[Dataset rows showing where objects appear]

---*---

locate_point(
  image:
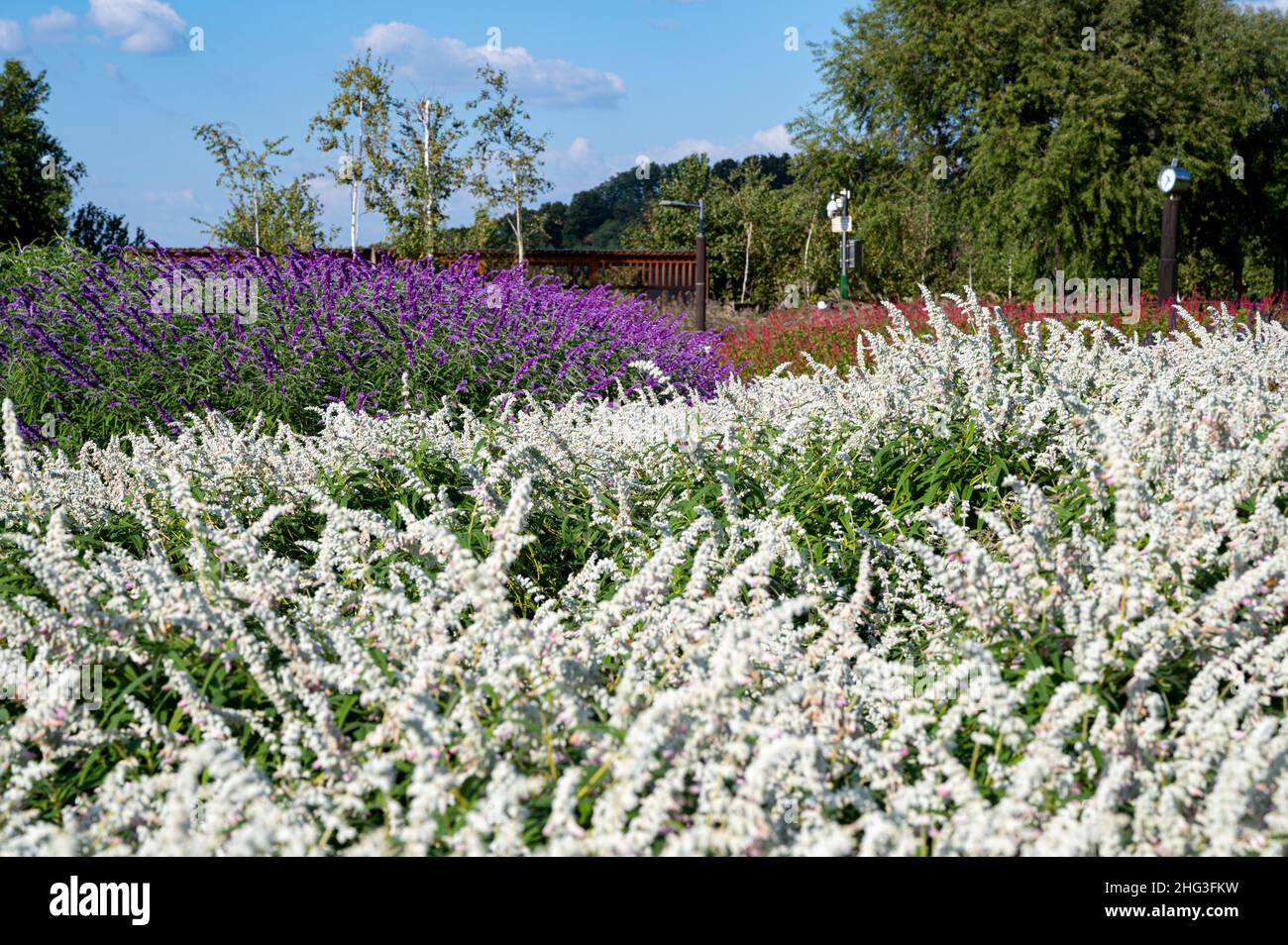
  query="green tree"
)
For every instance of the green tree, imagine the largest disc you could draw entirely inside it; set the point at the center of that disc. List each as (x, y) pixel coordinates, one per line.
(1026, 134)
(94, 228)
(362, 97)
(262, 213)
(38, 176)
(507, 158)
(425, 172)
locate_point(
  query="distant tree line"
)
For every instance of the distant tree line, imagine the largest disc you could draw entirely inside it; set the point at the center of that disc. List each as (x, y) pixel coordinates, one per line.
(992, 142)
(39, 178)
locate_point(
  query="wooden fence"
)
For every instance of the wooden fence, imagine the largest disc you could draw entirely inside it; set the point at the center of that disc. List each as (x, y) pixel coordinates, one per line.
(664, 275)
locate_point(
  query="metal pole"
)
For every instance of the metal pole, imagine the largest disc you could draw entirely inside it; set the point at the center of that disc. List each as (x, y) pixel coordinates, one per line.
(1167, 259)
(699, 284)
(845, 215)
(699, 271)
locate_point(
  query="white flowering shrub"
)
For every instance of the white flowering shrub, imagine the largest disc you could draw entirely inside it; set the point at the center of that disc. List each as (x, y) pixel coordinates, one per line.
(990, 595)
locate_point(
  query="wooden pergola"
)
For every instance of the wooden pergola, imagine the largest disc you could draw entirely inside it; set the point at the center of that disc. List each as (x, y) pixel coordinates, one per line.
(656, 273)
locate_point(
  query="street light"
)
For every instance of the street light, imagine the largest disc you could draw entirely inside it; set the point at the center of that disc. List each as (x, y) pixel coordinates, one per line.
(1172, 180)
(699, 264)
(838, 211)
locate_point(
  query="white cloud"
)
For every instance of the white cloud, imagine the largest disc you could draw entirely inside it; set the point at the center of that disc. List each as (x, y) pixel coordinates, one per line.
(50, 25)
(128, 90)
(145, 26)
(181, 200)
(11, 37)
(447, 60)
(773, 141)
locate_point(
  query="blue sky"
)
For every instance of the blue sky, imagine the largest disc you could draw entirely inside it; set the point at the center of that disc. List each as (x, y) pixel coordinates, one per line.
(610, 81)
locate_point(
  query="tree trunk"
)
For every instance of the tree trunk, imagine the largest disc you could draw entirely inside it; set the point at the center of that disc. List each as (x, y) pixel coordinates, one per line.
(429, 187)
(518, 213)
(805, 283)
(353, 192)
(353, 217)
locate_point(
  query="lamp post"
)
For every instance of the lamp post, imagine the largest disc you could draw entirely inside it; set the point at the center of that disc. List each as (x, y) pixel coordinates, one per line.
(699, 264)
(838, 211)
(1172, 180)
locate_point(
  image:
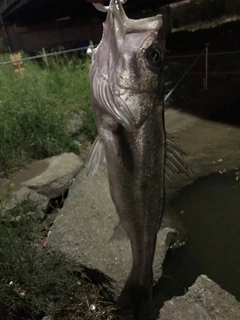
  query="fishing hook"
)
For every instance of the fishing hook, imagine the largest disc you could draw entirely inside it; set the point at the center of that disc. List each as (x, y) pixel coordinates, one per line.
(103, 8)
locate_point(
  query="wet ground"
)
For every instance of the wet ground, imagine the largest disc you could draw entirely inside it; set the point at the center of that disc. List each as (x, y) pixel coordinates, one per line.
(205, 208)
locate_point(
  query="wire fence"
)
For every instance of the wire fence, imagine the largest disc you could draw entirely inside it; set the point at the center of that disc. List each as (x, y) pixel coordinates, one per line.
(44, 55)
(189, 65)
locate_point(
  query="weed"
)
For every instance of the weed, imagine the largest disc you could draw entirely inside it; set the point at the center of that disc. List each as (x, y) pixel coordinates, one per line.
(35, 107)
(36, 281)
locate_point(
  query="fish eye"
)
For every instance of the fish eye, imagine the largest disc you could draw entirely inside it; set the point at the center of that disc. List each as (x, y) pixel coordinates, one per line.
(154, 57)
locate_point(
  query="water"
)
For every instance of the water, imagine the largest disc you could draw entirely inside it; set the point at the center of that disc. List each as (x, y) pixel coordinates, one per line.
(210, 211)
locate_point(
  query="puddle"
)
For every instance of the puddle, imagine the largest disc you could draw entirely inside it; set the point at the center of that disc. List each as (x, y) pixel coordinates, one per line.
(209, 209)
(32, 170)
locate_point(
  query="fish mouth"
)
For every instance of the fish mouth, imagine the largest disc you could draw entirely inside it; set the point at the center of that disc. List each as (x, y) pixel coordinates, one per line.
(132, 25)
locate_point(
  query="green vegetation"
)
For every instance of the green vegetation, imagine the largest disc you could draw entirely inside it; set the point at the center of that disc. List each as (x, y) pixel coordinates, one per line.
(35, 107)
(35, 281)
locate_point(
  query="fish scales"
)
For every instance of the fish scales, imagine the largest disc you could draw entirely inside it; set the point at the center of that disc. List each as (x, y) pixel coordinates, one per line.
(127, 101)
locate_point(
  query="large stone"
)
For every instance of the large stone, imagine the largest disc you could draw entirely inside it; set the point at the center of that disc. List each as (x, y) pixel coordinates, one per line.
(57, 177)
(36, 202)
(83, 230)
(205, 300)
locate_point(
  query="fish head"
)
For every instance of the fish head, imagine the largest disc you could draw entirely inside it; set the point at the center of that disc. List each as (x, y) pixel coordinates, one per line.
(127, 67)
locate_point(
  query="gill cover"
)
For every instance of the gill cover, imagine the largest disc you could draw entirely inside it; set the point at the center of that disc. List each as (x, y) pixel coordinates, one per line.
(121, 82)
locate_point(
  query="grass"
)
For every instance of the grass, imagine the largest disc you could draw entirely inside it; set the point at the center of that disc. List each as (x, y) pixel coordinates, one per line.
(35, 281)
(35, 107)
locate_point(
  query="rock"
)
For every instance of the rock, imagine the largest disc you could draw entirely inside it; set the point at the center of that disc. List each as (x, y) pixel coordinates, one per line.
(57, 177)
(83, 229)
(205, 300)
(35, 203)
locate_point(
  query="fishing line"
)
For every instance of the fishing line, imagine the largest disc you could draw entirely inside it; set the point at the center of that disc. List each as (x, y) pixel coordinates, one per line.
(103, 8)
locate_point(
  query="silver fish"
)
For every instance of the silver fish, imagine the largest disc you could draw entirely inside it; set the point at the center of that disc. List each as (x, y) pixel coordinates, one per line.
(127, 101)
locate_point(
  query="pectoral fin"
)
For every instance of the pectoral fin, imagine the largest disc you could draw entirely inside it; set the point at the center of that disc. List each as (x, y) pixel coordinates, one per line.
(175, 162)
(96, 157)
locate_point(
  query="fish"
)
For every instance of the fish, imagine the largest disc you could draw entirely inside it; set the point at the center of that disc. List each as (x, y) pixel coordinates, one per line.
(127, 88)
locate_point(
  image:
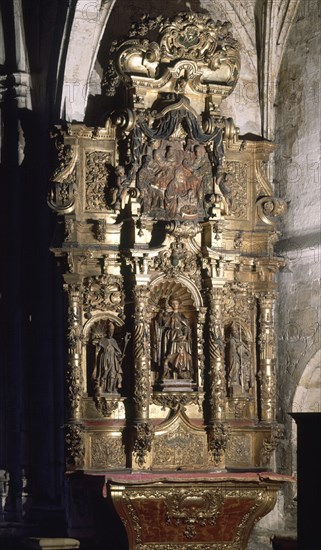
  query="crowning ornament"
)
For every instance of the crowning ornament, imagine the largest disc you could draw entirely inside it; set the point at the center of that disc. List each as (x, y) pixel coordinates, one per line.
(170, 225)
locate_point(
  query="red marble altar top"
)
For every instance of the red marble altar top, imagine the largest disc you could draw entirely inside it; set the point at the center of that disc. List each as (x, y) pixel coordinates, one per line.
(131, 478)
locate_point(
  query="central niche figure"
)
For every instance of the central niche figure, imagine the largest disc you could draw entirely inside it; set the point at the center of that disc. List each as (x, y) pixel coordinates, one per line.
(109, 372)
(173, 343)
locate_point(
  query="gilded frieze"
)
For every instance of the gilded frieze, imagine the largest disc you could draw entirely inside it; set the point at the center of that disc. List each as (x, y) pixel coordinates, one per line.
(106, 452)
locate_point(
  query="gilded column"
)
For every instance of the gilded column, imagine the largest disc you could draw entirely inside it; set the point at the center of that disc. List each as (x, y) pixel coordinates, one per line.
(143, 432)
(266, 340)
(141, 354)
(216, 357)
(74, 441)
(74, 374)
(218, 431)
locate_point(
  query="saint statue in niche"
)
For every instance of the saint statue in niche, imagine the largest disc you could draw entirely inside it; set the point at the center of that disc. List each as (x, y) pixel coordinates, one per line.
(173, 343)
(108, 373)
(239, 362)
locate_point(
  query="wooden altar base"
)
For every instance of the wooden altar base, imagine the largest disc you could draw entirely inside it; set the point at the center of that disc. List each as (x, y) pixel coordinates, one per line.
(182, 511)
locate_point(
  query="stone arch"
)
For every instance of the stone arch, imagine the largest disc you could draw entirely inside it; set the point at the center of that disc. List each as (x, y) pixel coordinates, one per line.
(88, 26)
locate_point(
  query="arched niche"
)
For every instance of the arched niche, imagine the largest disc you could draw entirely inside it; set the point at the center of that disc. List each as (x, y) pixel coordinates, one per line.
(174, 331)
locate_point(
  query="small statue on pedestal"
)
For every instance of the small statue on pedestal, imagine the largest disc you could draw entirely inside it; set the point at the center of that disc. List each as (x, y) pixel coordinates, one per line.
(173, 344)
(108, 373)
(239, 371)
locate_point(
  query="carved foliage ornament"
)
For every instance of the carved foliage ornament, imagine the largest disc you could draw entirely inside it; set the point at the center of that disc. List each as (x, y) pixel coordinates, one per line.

---*---

◆ Problem to work on
Please pick out every line in the items above that contains the word "figure", treating case as significant.

◆ Answer for the task
  query="central niche figure"
For every instance of the central niche figure, imagine the largest disc you could draw entirely inside it; set the point at the center of that disc. List each as (x, y) pixel coordinates, one per line.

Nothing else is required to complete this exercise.